■ Exercise ■
Leave the pictures out, and retype all of the material exactly as written.

■ Dataset records about object locations ■
*****

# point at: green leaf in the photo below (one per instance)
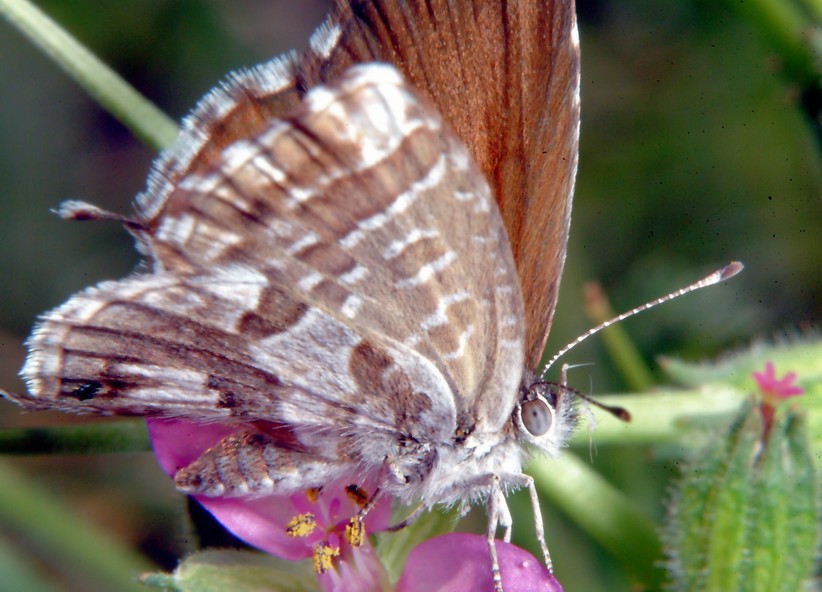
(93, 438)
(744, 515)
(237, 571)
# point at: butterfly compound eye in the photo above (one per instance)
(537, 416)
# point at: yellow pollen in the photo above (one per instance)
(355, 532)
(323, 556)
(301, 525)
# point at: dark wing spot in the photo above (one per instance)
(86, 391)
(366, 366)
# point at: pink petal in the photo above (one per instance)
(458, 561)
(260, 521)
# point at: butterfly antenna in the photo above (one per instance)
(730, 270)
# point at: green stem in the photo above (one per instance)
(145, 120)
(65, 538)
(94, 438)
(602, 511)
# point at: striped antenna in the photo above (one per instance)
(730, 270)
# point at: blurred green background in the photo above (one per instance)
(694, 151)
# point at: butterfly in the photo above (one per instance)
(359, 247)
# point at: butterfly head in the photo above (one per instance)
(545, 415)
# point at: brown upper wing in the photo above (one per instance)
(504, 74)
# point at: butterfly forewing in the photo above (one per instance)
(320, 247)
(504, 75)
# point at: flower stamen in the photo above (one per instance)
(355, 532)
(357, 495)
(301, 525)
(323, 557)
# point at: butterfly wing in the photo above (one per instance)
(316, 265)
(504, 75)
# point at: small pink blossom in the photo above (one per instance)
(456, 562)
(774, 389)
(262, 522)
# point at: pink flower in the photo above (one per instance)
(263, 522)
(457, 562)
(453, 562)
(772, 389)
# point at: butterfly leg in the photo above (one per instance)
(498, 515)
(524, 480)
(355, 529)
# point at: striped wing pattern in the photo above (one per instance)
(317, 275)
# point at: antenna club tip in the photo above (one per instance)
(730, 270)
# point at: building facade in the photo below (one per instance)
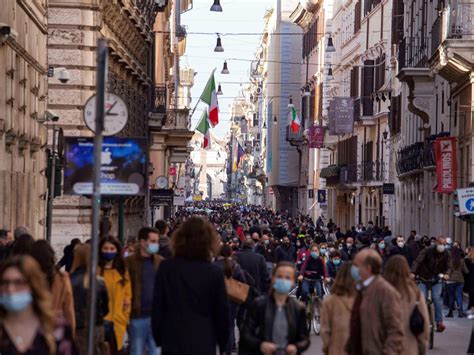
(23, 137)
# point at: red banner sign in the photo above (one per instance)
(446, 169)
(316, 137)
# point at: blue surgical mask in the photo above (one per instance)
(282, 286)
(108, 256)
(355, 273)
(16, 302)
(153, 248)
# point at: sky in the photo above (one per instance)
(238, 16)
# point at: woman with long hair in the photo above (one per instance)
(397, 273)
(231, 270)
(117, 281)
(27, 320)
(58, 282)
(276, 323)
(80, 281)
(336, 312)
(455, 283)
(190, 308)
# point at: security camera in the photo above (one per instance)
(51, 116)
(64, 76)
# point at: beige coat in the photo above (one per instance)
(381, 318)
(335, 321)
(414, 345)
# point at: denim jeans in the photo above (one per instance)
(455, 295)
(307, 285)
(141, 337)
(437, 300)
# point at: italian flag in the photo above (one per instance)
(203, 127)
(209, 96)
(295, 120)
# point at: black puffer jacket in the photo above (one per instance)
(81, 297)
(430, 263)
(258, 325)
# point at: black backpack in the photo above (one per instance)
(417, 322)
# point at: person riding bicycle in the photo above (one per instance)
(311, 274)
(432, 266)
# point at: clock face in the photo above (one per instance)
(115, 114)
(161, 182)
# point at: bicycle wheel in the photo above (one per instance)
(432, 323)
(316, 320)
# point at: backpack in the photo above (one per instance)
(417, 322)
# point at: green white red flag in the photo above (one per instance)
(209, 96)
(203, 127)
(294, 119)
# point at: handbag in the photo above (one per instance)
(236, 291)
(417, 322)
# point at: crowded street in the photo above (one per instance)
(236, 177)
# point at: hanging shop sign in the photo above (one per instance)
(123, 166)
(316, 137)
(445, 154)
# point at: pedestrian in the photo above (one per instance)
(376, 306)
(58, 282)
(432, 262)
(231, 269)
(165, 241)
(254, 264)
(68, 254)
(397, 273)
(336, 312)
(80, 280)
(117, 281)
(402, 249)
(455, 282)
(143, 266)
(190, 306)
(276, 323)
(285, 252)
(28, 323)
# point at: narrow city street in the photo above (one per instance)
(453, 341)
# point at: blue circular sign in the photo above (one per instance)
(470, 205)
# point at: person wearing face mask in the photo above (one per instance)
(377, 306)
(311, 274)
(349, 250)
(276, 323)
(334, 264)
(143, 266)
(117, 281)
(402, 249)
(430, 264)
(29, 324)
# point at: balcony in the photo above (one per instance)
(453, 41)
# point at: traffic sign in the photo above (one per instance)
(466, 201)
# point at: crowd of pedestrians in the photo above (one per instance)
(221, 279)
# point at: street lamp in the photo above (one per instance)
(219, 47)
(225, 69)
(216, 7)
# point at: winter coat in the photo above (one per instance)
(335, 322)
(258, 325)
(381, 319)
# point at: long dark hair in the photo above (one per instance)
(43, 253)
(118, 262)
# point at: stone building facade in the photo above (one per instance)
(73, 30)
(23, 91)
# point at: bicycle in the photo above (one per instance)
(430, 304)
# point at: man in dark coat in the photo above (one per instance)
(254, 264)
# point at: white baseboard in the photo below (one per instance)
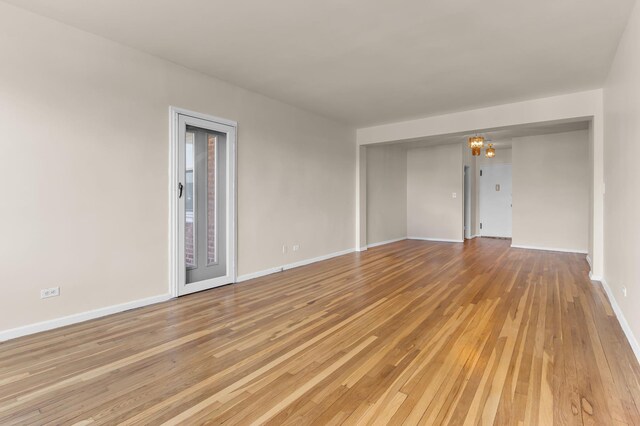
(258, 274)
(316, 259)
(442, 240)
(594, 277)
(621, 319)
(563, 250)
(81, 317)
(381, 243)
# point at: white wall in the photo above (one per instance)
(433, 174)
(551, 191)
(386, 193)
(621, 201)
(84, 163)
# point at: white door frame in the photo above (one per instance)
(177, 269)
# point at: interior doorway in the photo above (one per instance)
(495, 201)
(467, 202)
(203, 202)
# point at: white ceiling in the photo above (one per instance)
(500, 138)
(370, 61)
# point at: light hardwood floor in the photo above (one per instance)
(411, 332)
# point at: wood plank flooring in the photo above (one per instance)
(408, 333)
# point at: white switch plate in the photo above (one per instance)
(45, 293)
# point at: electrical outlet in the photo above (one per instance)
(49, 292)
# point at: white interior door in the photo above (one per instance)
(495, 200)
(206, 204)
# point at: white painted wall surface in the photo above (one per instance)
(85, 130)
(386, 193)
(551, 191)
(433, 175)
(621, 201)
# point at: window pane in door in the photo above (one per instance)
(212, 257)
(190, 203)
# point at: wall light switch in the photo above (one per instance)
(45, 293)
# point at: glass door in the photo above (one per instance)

*****

■ Written solution ■
# point at: green leaf in the photo below (one per instance)
(93, 438)
(744, 515)
(237, 571)
# point at: butterfly compound eye in the photo above (one per instance)
(537, 416)
# point at: yellow pollen in the photo above (one per instance)
(355, 532)
(323, 556)
(301, 525)
# point at: dark wing spot in the photo above (one per instance)
(86, 391)
(366, 366)
# point at: pink petal in the photo above (one per instance)
(458, 561)
(260, 521)
# point at: butterfly antenna in the photo above (one per instance)
(730, 270)
# point at: green stem in the photo above (one per instance)
(145, 120)
(65, 538)
(94, 438)
(602, 511)
# point at: striped antenna in the photo above (one per instance)
(730, 270)
# point at: blurred green background in the photo above (one per instance)
(694, 151)
# point at: butterfly in the photo above (one per instance)
(359, 247)
# point at: butterfly head in the photo above (one per instance)
(545, 415)
# point at: brown upper wing in the photo above (one per instance)
(504, 74)
# point at: butterfly forewing in the photo above (one per instance)
(320, 247)
(504, 75)
# point at: flower stamen in the photo above (one per instance)
(355, 532)
(357, 495)
(301, 525)
(323, 557)
# point at: butterfly wing in the photo above (one per instance)
(316, 265)
(504, 75)
# point at: small pink blossom in the photo above (one per instance)
(456, 562)
(774, 389)
(262, 522)
# point at: pink flower in the photo above (one per instance)
(263, 522)
(457, 562)
(453, 562)
(772, 389)
# point at: butterfly leg in the photo above (one per instance)
(498, 515)
(524, 480)
(355, 529)
# point at: striped wing pattern in the photo above (one per instance)
(317, 275)
# point at: antenna club tip in the photo above (one per instance)
(730, 270)
# point at: building facade in the photo below (one per instance)
(23, 137)
# point at: red banner sign in the photo above (one per instance)
(446, 169)
(316, 137)
# point at: blue surgical mask in the photo above (one per instance)
(282, 286)
(108, 256)
(355, 273)
(16, 302)
(153, 248)
# point at: sky in the photo above (one per instance)
(238, 16)
# point at: woman with long hair in the photo above (one per instance)
(397, 273)
(231, 270)
(117, 281)
(27, 320)
(58, 282)
(276, 323)
(80, 281)
(336, 312)
(455, 283)
(190, 308)
# point at: security camera in the photo above (one per instance)
(51, 116)
(64, 76)
# point at: beige coat in the photo above (one per instance)
(381, 318)
(335, 321)
(414, 345)
# point at: denim jeans in the photo above (one per instance)
(455, 295)
(307, 285)
(141, 337)
(437, 300)
# point at: italian flag in the photo above (one per instance)
(203, 127)
(209, 96)
(295, 120)
# point at: black puffer jacket in the photo above (one per instance)
(81, 297)
(430, 263)
(258, 325)
# point at: black backpack in the photo above (one per instance)
(417, 322)
# point at: person riding bicycle in the photo above (one per instance)
(311, 274)
(432, 266)
# point at: clock face in the photo above (one per instance)
(115, 114)
(161, 182)
# point at: bicycle wheel in the photo above (one per instance)
(432, 323)
(316, 320)
# point at: backpack in the photo above (one per instance)
(417, 322)
# point at: green white red flag in the photo above (one per instance)
(209, 96)
(203, 127)
(294, 119)
# point at: handbag in the photo above (one per instance)
(236, 291)
(417, 322)
# point at: crowded street in the photo above (one per instance)
(236, 177)
# point at: hanging shop sign in the photo above (one per instance)
(123, 166)
(316, 137)
(445, 154)
# point at: pedestrian in the photo above (one per instance)
(376, 306)
(58, 282)
(432, 262)
(231, 269)
(165, 241)
(254, 264)
(68, 254)
(397, 273)
(336, 312)
(80, 280)
(117, 281)
(402, 249)
(455, 282)
(143, 266)
(190, 306)
(276, 323)
(285, 252)
(28, 323)
# point at: narrow city street in the photo above (one per instance)
(453, 341)
# point at: blue circular sign in the photo above (one per instance)
(470, 205)
# point at: person wearing face mask in the photo above (one per instance)
(377, 306)
(311, 274)
(349, 250)
(276, 323)
(334, 264)
(143, 266)
(117, 281)
(402, 249)
(430, 264)
(29, 324)
# point at: balcony in the photo above (one per instance)
(453, 41)
# point at: traffic sign in the photo above (one per instance)
(466, 201)
# point at: crowd of pedestrians in the photo above (one per instance)
(221, 279)
# point at: street lamp in the photo above (one per instance)
(219, 47)
(225, 69)
(216, 7)
# point at: winter coat in the photo above (one per instance)
(335, 322)
(258, 325)
(381, 319)
# point at: long dark hair in the photo above (one per instance)
(43, 253)
(118, 262)
# point at: stone building facade in the photo above (one per instance)
(73, 30)
(23, 91)
# point at: bicycle in the photo above (one per instance)
(430, 304)
# point at: man in dark coat in the photo above (one per instance)
(254, 264)
# point at: white baseboard in the photo below (one per instance)
(258, 274)
(316, 259)
(442, 240)
(594, 277)
(621, 319)
(563, 250)
(81, 317)
(381, 243)
# point at: white wall in the photo above (one per instance)
(433, 174)
(551, 191)
(386, 193)
(621, 201)
(84, 163)
# point at: white door frame in the photo above (one per instance)
(177, 269)
# point at: interior doorway in the photo above (one per instance)
(495, 201)
(467, 202)
(203, 202)
# point at: white ceiling in the photo above (one per instance)
(500, 138)
(370, 61)
# point at: light hardwood floor in the photo above (one per instance)
(411, 332)
# point at: wood plank flooring in the photo above (one per instance)
(408, 333)
# point at: white switch plate in the photo above (one per instance)
(45, 293)
# point at: electrical outlet in the photo above (one per instance)
(49, 292)
# point at: white interior door in the photo above (one per instance)
(495, 200)
(206, 204)
# point at: white painted wall surface in the photo above (one per instance)
(85, 130)
(386, 193)
(551, 191)
(433, 175)
(621, 201)
# point at: window pane in door in the photo above (one per instance)
(212, 257)
(190, 203)
# point at: wall light switch in the photo above (one per instance)
(45, 293)
# point at: glass door in the photo above (one per instance)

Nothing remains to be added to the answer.